## [ТЕКСТ]
_ _ _ _ _

Но, мне кажется, в Париже Булгаков не был одинок. Он был окружен людьми, которые были ему преданы и относились к нему тепло. Это, прежде всего, его духовная дочь монахиня-художница Иоанна Рейтлингер, по сути ставшая членом его семьи — Друг, как называет ее в своих дневниках сам отец Сергий. А если у человека есть Друг с большой буквы, его нельзя назвать одиноким. А кроме того была семья, жена, к которой он очень трепетно относился и с которой прожил почти полвека. Ну и верные ученики, пускай и немногочисленные.
— Размышляя об отце Сергии Булгакове, невозможно обойти тему его учения о Софии — учения непростого, пререкаемого, к которому у Церкви отношение сложное.
Софиология — уходящее в Ветхий завет, а также в различные языческие и еретические учения религиозно-философское учение о Софии (Σοφία — «Премудрость») как особой сущности, космическом творческом начале, душе мира. Булгаков писал о Софии в разное время то как о личном существе или ипостаси, представляющем собой особого рода «четвертую ипостась», то как об идее всеединства и сущности творения, то как об ипостасном принципе, связывающем природу и ипостась, то как об открывающейся миру Божественной природе, содержании жизни Божества.
— Это учение коренится в Ветхом Завете. София — это Библейский образ. «Вся премудростью сотворил еси» — поется в предначинательном псалме литургии. Что это означает? Что когда Бог творил мир, премудрость была его инструментом. Церковная традиция отождествляет премудрость Божию с Христом, но Булгаков ориентируется также на европейских мистиков, таких как Джон Пордедж, английский врач и метафизик (его размышления о Софии повлияли и на Флоренского, и на Булгакова). Владимир Соловьев тоже подпитывался от этой традиции.
О чем говорит эта интуиция? Она пытается выразить связь космоса и Бога-Творца. Понятно, что между ними есть разрыв, потому что если космос и есть Бог, то это пантеизм. Булгаков же говорит о том, что мир надо видеть в Боге. То есть все, что есть в мире, надо как-то с Богом соотносить. Потому что во всем есть замысел Бога. Даже в микробах. Вот это и есть основная интуиция софиологии.
Можно ли богословствовать без Софии? Наверное, можно. Протопресвитер Александр Шмеман говорил, что все булгаковские идеи можно и без Софии изложить. Но Булгаков выбирает путь богословского синтеза, основанного на оригинальном учении. Он же по своему образованию экономист, социолог, юрист, и первая его работа о Софии — это «Философия хозяйства», где он говорит, что София — это «мировая хозяйка», это она придает хозяйствованию смысл и цель, а не только прибавочная стоимость, как у Маркса.

_ _ _ _ _

## [НАБОР ДАННЫХ]
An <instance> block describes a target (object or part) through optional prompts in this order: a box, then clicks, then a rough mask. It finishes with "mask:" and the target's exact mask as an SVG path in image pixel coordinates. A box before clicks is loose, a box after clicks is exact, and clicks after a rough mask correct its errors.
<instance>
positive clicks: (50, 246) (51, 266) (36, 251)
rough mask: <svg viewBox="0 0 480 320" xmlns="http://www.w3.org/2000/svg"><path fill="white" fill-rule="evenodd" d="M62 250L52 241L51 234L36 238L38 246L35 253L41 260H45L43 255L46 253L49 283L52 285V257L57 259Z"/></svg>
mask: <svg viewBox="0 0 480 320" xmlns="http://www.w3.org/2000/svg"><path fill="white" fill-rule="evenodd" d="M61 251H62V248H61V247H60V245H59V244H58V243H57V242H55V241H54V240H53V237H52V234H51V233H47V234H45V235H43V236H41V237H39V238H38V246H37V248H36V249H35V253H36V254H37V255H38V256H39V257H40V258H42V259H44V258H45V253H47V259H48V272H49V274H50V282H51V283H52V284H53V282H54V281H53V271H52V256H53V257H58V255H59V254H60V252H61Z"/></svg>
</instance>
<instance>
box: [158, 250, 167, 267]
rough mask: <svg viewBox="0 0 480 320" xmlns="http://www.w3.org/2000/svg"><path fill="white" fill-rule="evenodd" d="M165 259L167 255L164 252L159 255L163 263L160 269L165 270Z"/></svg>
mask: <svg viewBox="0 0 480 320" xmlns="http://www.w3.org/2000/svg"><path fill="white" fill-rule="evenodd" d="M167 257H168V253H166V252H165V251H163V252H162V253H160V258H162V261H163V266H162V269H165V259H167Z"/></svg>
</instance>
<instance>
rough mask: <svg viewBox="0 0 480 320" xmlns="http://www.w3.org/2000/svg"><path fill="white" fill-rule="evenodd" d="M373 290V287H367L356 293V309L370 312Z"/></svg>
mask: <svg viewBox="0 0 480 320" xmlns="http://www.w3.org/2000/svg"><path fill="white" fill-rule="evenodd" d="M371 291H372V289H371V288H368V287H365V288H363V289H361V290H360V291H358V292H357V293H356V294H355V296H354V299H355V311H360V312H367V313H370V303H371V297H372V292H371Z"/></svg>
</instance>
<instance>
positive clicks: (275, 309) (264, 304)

_ _ _ _ _

## [ЗАДАНИЯ]
(a) Какая работа названа в тексте о Булгакове его первой работой о Софии?
(b) Допишите текст о Булгакове и его учении о Софии, начиная сразу после последнего предложения.

## [ОЖИДАЕМЫЕ ОТВЕТЫ]
(a) «Философия хозяйства».

(b)
— Мы все время говорим об отце Сергии в первую очередь как о философе и богослове. А Никита Струве писал: «Отец Сергий был самым настоящим батюшкой. Он преклонял колени перед Престолом в Алтаре, прикладывался к иконе, ему целовали руки. Он молился. Не медитировал, а именно молился, как до него и после него молится православный народ. Его богословские тексты — это плод, в том числе молитвенного усилия». То есть для него на первом месте была литургия, и лишь потом богословие. Он прав?
— В том, что для отца Сергия предстояние пред Престолом Божьим было важнейшим делом жизни, я абсолютно уверен. Как-то целую зиму он один служил в храме в Кореизе. И потом и в Праге, и в Париже… В Праге он служил в самых разных храмах, в студенческих общежитиях, в каких-то маленьких часовнях — везде, где были русские. А в Париже, когда на Пасху в Сергиевском храме, где он служил, собиралось очень много народа, ставили переносной Алтарь, и отец Сергий служил пасхальную заутреню прямо на улице, которая по иронии судьбы называется Крымской, La rue de Crimée — в честь успеха французов в Крымской войне 1853-56 годов.
«Любовь к Церкви рождает и предполагает послушание, но послушание любви, а не страха, почитания, а не лести, и всегда остаешься здесь в неустойчивом равновесии, в страхе оступиться то в ту, то в другую сторону. Таково было и есть мое основное чувство жизни в Церкви…От своеволия же здесь достаточно предохраняет любовь к Церкви, я сказал бы, инстинкт церковности, который склоняет всегда уступить «преданию» больше, а не меньше».
Протоиерей Сергий Булгаков
Кстати, тот же Никита Струве опубликовал в «Вестнике РХД» воспоминания свидетелей о том, как отец Сергий отходил ко Господу. В годовщину его рукоположения, в Духов день 1944 года, когда с ним случился инсульт, союзники СССР по антигитлеровской коалиции высадились в Нормандии, открыв второй фронт. А он так мечтал, чтобы Россия победила Германию! После этого он 40 дней был без сознания, и все 40 дней рядом были монахини Бландина Оболенская, Иоанна Рейтлингер, Феодосия и Е.Н. Осоргина. И они свидетельствуют, что на пятый день болезни они видели его преображение — особую просветленность его лица.
— Итог всего непростого, но осознанно пройденного пути...
«Мне казалось, — кажется и теперь, через много лет спустя, — что Бог и не хотел от меня легкого примирения, ибо я должен был принять орудие в сердце. Нелегка ты, жертва Авраама, не из благополучной, но из растерзанной души исторгался перед лицом невинной жертвы вопль мой: прав Ты, Господи, и правы суды Твои».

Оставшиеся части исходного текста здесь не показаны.